Texte à lire -
Nous voici donc ramenés à l’idée d’une diversion dans les Balkans. Le grand-duc Nicolas promet maintenant d’envoyer un détachement de ses meilleures troupes (Petrograd, n° 271) ; mais pendant qu’il se rallie au projet, les Anglais y renoncent. Ils estiment que la réponse dilatoire de Venizelos doit avoir pour effet d’ajourner toute expédition à Salonique. Comme les forces navales réclament, disent-ils, le soutien de l’armée dans leur action contre les forts des Dardanelles, ils nous proposent maintenant de diriger aussitôt que possible une division sur Lemnos. (Londres, n° 253.) Cette entreprise des Dardanelles, imaginée par M. Winston Churchill, va ainsi devenir pour les alliés le mirage de la victoire. On renvoie même après le forcement des détroits les nouvelles démarches, d’ailleurs illusoires, qu’on se proposait de recommencer à Sofia et à Bucarest. (Petrograd, nos 264 et 276. — Londres, nos 270 et 305.) D’autre part, après une longue discussion, le cabinet anglais a décidé de ne pas faire de communication aux pays neutres en réponse à la déclaration allemande du 4 février. (Londres, nos 274 et 275.) Il juge que la Grande-Bretagne est obligée, pour se défendre, de prendre des mesures immédiates, sans les discuter d’abord avec des tiers. Il signale donc au monde les procédés de guerre sous-marine auxquels l’Allemagne a recours et il annonce qu’à titre de représailles, l’Angleterre empêchera les marchandises sur l’eau de pénétrer en Allemagne ou d’en sortir. Ces dispositions, dit-il, seront prises, « sans risques, ni pour les navires neutres, ni pour la vie des neutres et des non-combattants et en stricte conformité avec les principes d’humanité. En conséquence le gouvernement britannique se considère comme libre d’arrêter et de conduire dans ses ports les navires portant des marchandises de destination, propriété ou provenance allemande. » Devant l’insistance anglaise, nous nous rallions à cette déclaration.

Aux États-Unis, les prétentions allemandes, ont provoqué une indignation générale. (Washington, nos 137 et 138.) Le comte Bernsdorff, ambassadeur impérial, a essayé d’apitoyer l’opinion américaine, en lui représentant que l’Allemagne lutte pour son existence et qu’elle cherche à rétablir la liberté des mers, pour laquelle elle a toujours combattu. (Washington, n° 145.) Mais tous les journaux du nouveau monde répètent que si l’Allemagne coule un seul navire américain, elle en subira toutes les conséquences.

Extrait des données -
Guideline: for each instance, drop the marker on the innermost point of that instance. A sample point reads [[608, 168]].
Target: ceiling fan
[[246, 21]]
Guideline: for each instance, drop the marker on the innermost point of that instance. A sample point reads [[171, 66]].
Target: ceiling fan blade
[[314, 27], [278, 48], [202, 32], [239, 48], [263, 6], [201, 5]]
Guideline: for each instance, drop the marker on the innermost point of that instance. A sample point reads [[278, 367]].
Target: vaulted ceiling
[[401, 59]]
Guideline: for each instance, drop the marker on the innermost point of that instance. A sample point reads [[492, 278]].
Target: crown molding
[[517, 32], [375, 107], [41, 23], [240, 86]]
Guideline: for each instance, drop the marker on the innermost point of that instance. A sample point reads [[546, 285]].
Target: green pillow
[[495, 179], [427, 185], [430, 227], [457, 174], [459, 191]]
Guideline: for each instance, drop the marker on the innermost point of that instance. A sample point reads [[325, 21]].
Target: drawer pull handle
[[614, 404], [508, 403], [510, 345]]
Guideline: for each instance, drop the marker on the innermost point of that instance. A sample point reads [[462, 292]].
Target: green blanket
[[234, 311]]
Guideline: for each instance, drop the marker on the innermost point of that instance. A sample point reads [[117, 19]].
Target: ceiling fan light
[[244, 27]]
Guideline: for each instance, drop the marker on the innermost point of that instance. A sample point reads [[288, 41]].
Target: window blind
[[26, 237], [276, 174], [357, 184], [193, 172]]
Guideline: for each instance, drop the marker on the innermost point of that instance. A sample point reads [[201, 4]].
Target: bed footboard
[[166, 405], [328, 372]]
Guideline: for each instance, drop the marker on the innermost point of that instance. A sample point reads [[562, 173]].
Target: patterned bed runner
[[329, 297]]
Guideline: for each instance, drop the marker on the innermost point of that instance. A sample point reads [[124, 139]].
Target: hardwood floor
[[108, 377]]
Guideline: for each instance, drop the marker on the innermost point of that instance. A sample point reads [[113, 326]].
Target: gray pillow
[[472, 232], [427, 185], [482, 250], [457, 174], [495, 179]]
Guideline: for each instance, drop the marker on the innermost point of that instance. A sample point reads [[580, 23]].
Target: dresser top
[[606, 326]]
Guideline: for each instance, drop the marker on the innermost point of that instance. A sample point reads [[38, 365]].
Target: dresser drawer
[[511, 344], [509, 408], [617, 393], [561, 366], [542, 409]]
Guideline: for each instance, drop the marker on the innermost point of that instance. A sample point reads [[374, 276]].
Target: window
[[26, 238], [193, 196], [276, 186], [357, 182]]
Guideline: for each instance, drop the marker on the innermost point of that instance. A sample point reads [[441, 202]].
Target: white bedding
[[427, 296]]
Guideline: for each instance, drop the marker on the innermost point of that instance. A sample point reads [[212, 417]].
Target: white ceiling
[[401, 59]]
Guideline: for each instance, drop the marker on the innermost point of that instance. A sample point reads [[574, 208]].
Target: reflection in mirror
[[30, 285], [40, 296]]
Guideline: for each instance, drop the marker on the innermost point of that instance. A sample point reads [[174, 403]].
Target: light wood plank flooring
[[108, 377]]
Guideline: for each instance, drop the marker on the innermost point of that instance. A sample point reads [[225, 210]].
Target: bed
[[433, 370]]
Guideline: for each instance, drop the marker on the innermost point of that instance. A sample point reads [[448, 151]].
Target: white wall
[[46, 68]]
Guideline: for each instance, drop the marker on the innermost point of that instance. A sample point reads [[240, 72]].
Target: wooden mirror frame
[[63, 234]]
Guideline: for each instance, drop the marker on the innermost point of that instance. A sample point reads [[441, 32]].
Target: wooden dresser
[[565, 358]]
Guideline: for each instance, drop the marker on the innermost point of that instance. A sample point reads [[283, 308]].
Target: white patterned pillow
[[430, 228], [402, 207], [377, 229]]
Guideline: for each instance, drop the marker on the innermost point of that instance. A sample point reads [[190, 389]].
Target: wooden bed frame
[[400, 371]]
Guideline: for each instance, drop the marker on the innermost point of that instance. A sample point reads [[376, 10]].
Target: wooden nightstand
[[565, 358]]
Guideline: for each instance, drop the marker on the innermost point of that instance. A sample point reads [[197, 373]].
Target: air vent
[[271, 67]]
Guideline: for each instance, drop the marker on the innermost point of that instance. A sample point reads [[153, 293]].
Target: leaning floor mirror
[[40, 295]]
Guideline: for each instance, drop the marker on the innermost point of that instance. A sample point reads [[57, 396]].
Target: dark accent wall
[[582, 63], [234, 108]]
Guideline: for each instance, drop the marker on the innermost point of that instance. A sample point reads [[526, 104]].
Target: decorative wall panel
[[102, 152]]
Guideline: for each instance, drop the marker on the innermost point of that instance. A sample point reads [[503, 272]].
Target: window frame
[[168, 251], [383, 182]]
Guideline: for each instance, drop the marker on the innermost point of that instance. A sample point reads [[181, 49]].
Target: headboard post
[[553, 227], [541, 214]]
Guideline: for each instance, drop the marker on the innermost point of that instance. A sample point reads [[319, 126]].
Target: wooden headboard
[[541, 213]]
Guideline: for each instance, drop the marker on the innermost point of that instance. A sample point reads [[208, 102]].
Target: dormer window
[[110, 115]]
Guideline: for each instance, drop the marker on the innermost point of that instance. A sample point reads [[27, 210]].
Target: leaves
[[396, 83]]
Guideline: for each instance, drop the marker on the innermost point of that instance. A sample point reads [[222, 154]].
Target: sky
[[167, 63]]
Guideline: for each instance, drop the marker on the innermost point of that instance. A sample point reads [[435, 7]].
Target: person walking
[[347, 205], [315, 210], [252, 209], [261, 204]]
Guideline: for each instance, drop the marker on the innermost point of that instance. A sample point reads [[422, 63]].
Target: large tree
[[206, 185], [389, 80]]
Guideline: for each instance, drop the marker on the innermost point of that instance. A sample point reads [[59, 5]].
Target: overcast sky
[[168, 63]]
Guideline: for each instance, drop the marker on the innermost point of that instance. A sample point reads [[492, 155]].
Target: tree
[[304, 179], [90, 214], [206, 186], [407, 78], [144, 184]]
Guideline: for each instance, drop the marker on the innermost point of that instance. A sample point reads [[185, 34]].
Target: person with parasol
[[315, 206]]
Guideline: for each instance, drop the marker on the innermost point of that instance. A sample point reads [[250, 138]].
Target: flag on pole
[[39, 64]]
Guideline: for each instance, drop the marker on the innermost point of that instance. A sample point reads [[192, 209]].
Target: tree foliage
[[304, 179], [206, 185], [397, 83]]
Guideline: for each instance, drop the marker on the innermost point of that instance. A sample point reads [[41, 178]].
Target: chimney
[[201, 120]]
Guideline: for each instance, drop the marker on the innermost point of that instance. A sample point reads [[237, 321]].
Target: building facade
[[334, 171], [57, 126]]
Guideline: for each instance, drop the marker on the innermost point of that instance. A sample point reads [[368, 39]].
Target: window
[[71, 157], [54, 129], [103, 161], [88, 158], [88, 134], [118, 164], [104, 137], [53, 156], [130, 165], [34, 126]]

Votre consigne -
Recopiez mot pour mot le passage du texte sur les Dardanelles et le blocus qui va de « Aux États-Unis, les » jusqu'à « toutes les conséquences. » inclus. Appuyez-vous uniquement sur le texte pour répondre.

Réponse attendue -
Aux États-Unis, les prétentions allemandes, ont provoqué une indignation générale. (Washington, nos 137 et 138.) Le comte Bernsdorff, ambassadeur impérial, a essayé d’apitoyer l’opinion américaine, en lui représentant que l’Allemagne lutte pour son existence et qu’elle cherche à rétablir la liberté des mers, pour laquelle elle a toujours combattu. (Washington, n° 145.) Mais tous les journaux du nouveau monde répètent que si l’Allemagne coule un seul navire américain, elle en subira toutes les conséquences.